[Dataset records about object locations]
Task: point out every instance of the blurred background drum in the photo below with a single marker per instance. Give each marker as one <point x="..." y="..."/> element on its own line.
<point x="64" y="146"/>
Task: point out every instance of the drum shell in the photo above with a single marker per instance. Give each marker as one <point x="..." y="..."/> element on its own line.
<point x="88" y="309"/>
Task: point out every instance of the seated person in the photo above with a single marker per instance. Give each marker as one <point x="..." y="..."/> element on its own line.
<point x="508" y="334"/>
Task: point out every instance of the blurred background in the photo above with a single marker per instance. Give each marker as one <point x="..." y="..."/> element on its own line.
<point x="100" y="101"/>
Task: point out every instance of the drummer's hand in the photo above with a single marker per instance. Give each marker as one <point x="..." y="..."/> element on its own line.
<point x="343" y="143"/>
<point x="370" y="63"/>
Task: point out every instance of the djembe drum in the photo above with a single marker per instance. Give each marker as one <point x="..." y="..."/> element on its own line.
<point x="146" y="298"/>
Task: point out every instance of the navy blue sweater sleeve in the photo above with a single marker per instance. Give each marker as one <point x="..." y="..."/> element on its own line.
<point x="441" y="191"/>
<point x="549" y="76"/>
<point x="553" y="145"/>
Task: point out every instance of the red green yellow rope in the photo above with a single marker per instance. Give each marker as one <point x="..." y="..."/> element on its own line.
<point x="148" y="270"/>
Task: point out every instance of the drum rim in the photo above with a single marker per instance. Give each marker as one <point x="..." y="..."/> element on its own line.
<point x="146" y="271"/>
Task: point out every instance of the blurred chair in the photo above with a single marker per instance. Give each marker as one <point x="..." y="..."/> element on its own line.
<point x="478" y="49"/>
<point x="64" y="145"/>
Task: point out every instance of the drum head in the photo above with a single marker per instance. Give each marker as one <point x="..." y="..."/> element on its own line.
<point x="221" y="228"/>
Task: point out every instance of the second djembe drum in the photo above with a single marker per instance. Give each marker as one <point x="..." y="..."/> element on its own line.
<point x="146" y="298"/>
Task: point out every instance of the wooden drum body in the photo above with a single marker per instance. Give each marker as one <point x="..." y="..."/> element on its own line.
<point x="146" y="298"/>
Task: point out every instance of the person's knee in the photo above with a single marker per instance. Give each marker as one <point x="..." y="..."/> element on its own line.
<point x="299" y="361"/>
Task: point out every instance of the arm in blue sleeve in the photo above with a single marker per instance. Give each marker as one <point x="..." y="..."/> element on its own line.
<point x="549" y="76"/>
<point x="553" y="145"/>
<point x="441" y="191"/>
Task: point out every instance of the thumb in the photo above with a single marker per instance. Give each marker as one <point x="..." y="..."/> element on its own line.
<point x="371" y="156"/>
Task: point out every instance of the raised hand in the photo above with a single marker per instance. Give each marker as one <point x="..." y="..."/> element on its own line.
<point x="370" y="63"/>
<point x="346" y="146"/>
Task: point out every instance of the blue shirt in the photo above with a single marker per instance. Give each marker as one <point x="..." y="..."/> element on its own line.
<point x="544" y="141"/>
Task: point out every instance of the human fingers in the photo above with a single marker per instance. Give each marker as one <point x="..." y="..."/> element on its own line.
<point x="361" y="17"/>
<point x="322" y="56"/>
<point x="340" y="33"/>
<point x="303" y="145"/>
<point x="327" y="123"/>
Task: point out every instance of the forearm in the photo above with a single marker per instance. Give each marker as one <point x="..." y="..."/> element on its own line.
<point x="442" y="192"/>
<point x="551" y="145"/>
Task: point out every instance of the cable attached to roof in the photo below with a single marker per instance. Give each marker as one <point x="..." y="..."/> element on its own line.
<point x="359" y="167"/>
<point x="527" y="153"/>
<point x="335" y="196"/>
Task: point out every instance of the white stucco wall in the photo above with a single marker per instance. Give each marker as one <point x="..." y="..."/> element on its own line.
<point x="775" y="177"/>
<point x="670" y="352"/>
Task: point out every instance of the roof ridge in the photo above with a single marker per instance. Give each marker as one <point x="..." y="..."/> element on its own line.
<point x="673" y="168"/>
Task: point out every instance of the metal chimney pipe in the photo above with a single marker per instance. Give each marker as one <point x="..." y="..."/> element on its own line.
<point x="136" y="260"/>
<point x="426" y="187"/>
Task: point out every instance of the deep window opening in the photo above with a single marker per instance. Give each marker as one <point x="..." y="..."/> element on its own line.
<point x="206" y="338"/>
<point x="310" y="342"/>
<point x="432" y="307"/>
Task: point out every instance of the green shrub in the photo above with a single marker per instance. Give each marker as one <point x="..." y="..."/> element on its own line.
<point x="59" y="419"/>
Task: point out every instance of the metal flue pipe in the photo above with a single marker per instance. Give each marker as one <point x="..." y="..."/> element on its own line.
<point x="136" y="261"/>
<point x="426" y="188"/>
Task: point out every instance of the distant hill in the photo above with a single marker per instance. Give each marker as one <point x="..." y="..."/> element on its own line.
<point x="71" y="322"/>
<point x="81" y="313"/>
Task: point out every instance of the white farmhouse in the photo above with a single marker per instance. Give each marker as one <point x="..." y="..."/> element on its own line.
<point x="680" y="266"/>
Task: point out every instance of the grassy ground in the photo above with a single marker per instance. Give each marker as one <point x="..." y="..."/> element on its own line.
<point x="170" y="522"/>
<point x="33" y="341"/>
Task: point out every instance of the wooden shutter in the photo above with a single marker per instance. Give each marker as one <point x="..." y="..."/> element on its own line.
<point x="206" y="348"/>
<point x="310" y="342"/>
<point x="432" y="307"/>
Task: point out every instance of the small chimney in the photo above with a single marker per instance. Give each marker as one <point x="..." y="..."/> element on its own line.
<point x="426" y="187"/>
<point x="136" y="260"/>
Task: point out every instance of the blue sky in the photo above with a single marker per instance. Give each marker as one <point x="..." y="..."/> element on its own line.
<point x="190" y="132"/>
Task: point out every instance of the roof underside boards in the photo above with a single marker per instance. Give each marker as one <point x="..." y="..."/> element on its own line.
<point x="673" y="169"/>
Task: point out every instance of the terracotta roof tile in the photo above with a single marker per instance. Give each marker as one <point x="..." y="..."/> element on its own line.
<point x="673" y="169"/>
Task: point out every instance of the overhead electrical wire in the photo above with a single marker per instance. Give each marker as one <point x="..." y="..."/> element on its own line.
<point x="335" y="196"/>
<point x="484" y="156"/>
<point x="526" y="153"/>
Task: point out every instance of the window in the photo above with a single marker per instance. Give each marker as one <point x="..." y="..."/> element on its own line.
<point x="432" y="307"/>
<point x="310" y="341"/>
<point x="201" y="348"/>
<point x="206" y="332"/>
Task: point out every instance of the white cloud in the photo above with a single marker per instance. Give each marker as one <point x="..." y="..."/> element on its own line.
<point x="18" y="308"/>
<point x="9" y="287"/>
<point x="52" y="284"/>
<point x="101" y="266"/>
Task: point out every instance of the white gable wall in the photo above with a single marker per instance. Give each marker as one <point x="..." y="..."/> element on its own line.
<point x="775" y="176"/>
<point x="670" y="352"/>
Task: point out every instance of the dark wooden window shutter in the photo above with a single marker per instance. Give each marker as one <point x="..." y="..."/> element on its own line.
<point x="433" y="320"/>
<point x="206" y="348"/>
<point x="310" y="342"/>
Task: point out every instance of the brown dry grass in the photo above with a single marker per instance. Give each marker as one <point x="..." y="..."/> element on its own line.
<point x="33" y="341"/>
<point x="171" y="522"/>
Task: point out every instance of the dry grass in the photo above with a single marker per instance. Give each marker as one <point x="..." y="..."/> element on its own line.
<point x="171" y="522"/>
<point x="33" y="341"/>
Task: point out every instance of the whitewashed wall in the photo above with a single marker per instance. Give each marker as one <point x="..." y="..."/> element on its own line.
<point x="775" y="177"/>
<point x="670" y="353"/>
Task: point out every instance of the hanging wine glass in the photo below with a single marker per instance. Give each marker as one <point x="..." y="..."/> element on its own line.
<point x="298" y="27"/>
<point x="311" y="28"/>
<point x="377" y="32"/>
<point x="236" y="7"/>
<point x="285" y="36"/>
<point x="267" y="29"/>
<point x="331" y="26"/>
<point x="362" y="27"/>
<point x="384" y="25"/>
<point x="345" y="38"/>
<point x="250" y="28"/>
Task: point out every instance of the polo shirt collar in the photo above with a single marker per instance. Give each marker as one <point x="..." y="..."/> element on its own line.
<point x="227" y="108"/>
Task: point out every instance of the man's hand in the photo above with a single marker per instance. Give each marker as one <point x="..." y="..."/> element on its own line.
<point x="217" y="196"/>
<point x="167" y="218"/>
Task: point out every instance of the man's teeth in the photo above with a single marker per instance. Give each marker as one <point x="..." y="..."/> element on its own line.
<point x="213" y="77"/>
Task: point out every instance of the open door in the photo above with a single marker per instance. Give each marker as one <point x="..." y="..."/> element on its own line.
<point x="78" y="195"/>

> _WRITTEN EXERCISE_
Quote, without alteration, the final stretch of the entries: the line with "Task: point out every instance of the hanging" onward to the last line.

> _TASK SOLUTION_
Task: point out every instance of the hanging wine glass in the photo below with a single marker per instance. Give each marker as one <point x="..." y="..."/> element on its own line.
<point x="298" y="27"/>
<point x="311" y="28"/>
<point x="377" y="32"/>
<point x="236" y="7"/>
<point x="285" y="36"/>
<point x="267" y="29"/>
<point x="331" y="26"/>
<point x="362" y="27"/>
<point x="384" y="25"/>
<point x="345" y="38"/>
<point x="250" y="28"/>
Task: point out every instance of the polo shirt collar in the photo above with a single marker per instance. Give each marker as one <point x="..." y="..."/> element on its own line.
<point x="227" y="108"/>
Task: point out every instance of the man's hand in the photo above with a single marker per instance. Give each marker as one <point x="..." y="..."/> element on its own line.
<point x="217" y="196"/>
<point x="167" y="218"/>
Task: point out every instance of the man's teeth in the photo above with a single marker per instance. Give each marker as one <point x="..." y="..."/> element on its own line.
<point x="213" y="77"/>
Task: point out every instance of the open door in the photo above with a single marker per instance. Give each marker as one <point x="..." y="..."/> element on its own line.
<point x="78" y="195"/>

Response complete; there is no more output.